Print all entries precisely as they are written.
====== Materials provided
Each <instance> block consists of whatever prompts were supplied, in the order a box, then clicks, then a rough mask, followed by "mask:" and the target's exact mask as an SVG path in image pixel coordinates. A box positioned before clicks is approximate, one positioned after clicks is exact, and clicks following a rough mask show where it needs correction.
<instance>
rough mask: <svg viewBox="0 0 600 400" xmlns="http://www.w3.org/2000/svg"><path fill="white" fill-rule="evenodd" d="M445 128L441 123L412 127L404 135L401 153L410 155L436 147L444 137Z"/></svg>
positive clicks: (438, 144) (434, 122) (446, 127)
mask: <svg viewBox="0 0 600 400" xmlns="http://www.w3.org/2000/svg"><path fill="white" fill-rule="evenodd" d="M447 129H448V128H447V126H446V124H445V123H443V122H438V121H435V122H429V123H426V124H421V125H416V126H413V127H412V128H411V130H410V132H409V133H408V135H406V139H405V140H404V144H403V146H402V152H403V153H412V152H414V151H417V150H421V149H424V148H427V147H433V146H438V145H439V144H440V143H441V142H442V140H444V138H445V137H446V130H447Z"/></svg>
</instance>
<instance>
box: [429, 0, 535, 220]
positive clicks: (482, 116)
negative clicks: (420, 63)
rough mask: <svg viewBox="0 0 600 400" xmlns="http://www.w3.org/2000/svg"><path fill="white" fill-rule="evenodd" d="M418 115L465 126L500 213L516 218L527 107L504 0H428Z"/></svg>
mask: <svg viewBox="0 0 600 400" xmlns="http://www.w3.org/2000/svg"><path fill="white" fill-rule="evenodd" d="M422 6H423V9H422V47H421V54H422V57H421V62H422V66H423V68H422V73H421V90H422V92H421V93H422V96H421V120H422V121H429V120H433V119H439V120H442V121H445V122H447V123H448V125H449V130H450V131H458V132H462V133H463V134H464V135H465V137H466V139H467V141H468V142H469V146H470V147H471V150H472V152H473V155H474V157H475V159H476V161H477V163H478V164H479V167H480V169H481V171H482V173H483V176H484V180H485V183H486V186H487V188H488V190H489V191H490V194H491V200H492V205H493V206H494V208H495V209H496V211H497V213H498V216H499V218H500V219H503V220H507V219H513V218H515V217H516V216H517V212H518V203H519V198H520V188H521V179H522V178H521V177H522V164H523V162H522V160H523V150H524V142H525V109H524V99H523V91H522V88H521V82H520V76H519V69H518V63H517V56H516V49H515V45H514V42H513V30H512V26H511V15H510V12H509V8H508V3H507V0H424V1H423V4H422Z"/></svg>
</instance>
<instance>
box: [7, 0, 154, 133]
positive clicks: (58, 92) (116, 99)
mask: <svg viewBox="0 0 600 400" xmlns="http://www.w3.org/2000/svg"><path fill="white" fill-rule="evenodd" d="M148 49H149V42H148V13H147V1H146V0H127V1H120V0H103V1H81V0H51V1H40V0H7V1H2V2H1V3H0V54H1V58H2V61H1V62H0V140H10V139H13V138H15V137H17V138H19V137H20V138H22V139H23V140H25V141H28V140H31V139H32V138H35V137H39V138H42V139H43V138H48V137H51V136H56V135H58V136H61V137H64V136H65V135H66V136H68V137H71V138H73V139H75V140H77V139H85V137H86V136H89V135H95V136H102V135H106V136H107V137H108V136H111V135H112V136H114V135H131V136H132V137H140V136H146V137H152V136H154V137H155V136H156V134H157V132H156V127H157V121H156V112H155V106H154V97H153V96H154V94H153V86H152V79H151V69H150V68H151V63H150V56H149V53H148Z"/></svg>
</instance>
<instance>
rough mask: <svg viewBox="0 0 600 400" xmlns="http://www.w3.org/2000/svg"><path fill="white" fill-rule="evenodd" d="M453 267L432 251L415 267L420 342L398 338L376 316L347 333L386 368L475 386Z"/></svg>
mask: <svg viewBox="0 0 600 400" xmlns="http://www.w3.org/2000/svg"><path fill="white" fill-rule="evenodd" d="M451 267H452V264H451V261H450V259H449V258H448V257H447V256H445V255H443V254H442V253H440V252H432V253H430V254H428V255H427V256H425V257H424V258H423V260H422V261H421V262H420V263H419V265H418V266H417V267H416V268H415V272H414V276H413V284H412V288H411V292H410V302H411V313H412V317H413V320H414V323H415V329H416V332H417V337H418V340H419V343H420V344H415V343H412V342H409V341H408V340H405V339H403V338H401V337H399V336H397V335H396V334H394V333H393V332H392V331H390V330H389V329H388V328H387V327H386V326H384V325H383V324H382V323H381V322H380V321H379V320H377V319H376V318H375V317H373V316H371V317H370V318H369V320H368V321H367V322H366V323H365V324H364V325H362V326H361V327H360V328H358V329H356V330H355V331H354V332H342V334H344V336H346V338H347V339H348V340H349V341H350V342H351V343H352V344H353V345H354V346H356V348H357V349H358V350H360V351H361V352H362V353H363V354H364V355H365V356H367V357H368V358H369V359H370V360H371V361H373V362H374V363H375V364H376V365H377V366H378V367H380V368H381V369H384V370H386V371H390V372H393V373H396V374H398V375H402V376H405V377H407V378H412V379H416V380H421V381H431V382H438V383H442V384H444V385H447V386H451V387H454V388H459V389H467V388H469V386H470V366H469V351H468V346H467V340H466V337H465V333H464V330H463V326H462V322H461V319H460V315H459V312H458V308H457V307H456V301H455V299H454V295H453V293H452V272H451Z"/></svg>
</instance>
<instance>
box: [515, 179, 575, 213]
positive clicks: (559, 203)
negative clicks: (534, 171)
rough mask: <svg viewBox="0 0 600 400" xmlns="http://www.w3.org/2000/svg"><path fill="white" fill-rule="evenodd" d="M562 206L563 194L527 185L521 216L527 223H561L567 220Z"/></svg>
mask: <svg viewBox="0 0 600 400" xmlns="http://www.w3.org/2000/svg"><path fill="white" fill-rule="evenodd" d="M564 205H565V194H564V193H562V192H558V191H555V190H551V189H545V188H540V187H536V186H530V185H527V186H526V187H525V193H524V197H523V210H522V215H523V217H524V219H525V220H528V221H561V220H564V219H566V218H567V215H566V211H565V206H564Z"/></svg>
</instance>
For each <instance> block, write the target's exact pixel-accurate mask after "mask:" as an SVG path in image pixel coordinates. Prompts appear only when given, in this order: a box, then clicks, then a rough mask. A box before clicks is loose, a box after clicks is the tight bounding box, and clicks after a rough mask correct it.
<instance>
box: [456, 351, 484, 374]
============
# [Exercise solution]
Each <instance> block consists of whatever prompts were supplied, in the order a box, then clicks, then a rough mask, followed by "mask:" and the target's exact mask as an SVG path in image pixel coordinates. A box positioned before clicks is approximate, one positioned after clicks is exact, and clicks following a rough mask show where it needs correction.
<instance>
rough mask: <svg viewBox="0 0 600 400" xmlns="http://www.w3.org/2000/svg"><path fill="white" fill-rule="evenodd" d="M445 128L441 123L412 127L404 135L401 153L410 155L436 147L444 137Z"/></svg>
positive clicks: (438, 144) (434, 122) (446, 127)
mask: <svg viewBox="0 0 600 400" xmlns="http://www.w3.org/2000/svg"><path fill="white" fill-rule="evenodd" d="M447 129H448V128H447V126H446V124H445V123H443V122H438V121H435V122H429V123H426V124H421V125H416V126H413V127H412V128H411V130H410V132H409V133H408V135H406V139H405V140H404V144H403V146H402V152H403V153H412V152H414V151H417V150H421V149H424V148H427V147H433V146H438V145H439V144H440V143H441V142H442V140H444V138H445V137H446V130H447Z"/></svg>
</instance>
<instance>
box: [429, 0, 535, 220]
positive clicks: (482, 116)
negative clicks: (420, 63)
rough mask: <svg viewBox="0 0 600 400" xmlns="http://www.w3.org/2000/svg"><path fill="white" fill-rule="evenodd" d="M418 115L465 126L500 213L516 218L527 107L504 0H428Z"/></svg>
mask: <svg viewBox="0 0 600 400" xmlns="http://www.w3.org/2000/svg"><path fill="white" fill-rule="evenodd" d="M422 6H423V9H422V47H421V54H422V57H421V62H422V66H423V68H422V73H421V90H422V92H421V93H422V96H421V120H422V121H429V120H433V119H439V120H442V121H445V122H447V123H448V125H449V130H450V131H458V132H462V133H463V134H464V135H465V137H466V139H467V141H468V142H469V146H470V147H471V150H472V152H473V155H474V157H475V159H476V161H477V163H478V164H479V167H480V169H481V171H482V173H483V176H484V180H485V183H486V186H487V188H488V190H489V191H490V194H491V200H492V205H493V206H494V208H495V209H496V211H497V213H498V216H499V218H500V219H503V220H507V219H513V218H515V217H516V216H517V212H518V203H519V198H520V188H521V179H522V178H521V177H522V164H523V162H522V160H523V150H524V142H525V109H524V99H523V91H522V88H521V82H520V76H519V69H518V63H517V56H516V49H515V45H514V42H513V30H512V26H511V15H510V12H509V8H508V3H507V0H424V1H423V4H422Z"/></svg>
</instance>
<instance>
box: [7, 0, 154, 133]
positive clicks: (58, 92) (116, 99)
mask: <svg viewBox="0 0 600 400" xmlns="http://www.w3.org/2000/svg"><path fill="white" fill-rule="evenodd" d="M148 49H149V42H148V13H147V1H146V0H127V1H120V0H103V1H81V0H51V1H40V0H7V1H2V2H1V3H0V54H1V58H2V61H1V62H0V140H10V139H13V138H15V137H17V138H19V137H20V138H22V139H23V140H25V141H28V140H31V139H32V138H35V137H39V138H42V139H43V138H48V137H51V136H56V135H58V136H61V137H64V136H65V135H66V136H68V137H71V138H73V139H75V140H77V139H85V137H86V136H89V135H95V136H102V135H106V136H107V137H108V136H111V135H112V136H114V135H131V136H132V137H140V136H146V137H152V136H154V137H155V136H156V134H157V132H156V127H157V121H156V112H155V106H154V97H153V96H154V94H153V86H152V79H151V69H150V68H151V63H150V56H149V53H148Z"/></svg>
</instance>
<instance>
rough mask: <svg viewBox="0 0 600 400" xmlns="http://www.w3.org/2000/svg"><path fill="white" fill-rule="evenodd" d="M453 267L432 251L415 267L420 342L398 338L376 316L347 333L386 368L475 386Z"/></svg>
mask: <svg viewBox="0 0 600 400" xmlns="http://www.w3.org/2000/svg"><path fill="white" fill-rule="evenodd" d="M451 267H452V264H451V261H450V259H449V258H448V257H447V256H445V255H443V254H442V253H440V252H432V253H430V254H428V255H427V256H425V257H424V258H423V260H422V261H421V262H420V263H419V265H418V266H417V267H416V268H415V272H414V276H413V284H412V288H411V292H410V302H411V313H412V317H413V320H414V323H415V329H416V332H417V337H418V340H419V343H420V344H415V343H412V342H409V341H408V340H405V339H403V338H401V337H399V336H397V335H396V334H394V333H393V332H392V331H390V330H389V329H388V328H387V327H386V326H384V325H383V324H382V323H381V322H380V321H379V320H377V319H376V318H375V317H373V316H371V317H370V318H369V320H368V321H367V322H366V323H365V324H364V325H362V326H361V327H360V328H358V329H356V330H355V331H354V332H342V334H344V336H346V338H347V339H348V340H349V341H350V342H351V343H352V344H353V345H354V346H356V348H357V349H358V350H360V351H361V352H362V353H363V354H364V355H365V356H367V357H368V358H369V359H370V360H371V361H373V362H374V363H375V364H376V365H377V366H378V367H380V368H381V369H384V370H386V371H390V372H393V373H396V374H398V375H402V376H405V377H407V378H412V379H416V380H421V381H431V382H438V383H442V384H444V385H447V386H451V387H454V388H459V389H467V388H469V386H470V366H469V351H468V346H467V340H466V337H465V333H464V330H463V326H462V322H461V319H460V315H459V312H458V308H457V307H456V301H455V299H454V295H453V293H452V272H451Z"/></svg>
</instance>
<instance>
box: [515, 179, 575, 213]
positive clicks: (559, 203)
negative clicks: (534, 171)
rough mask: <svg viewBox="0 0 600 400" xmlns="http://www.w3.org/2000/svg"><path fill="white" fill-rule="evenodd" d="M562 206L563 194L527 185L521 216L527 223H561L567 220Z"/></svg>
mask: <svg viewBox="0 0 600 400" xmlns="http://www.w3.org/2000/svg"><path fill="white" fill-rule="evenodd" d="M564 205H565V194H564V193H562V192H558V191H555V190H551V189H545V188H540V187H536V186H530V185H527V186H526V187H525V193H524V197H523V210H522V215H523V217H524V219H525V220H528V221H561V220H564V219H566V218H567V215H566V211H565V206H564Z"/></svg>
</instance>
For each <instance> block, write the target's exact pixel-accurate mask after "mask:" as an SVG path in image pixel coordinates. Prompts appear only when given, in this order: a box, then clicks, then a rough mask. A box before clicks is loose, a box after clicks is the tight bounding box, and clicks after a rough mask correct it.
<instance>
box: [456, 351, 484, 374]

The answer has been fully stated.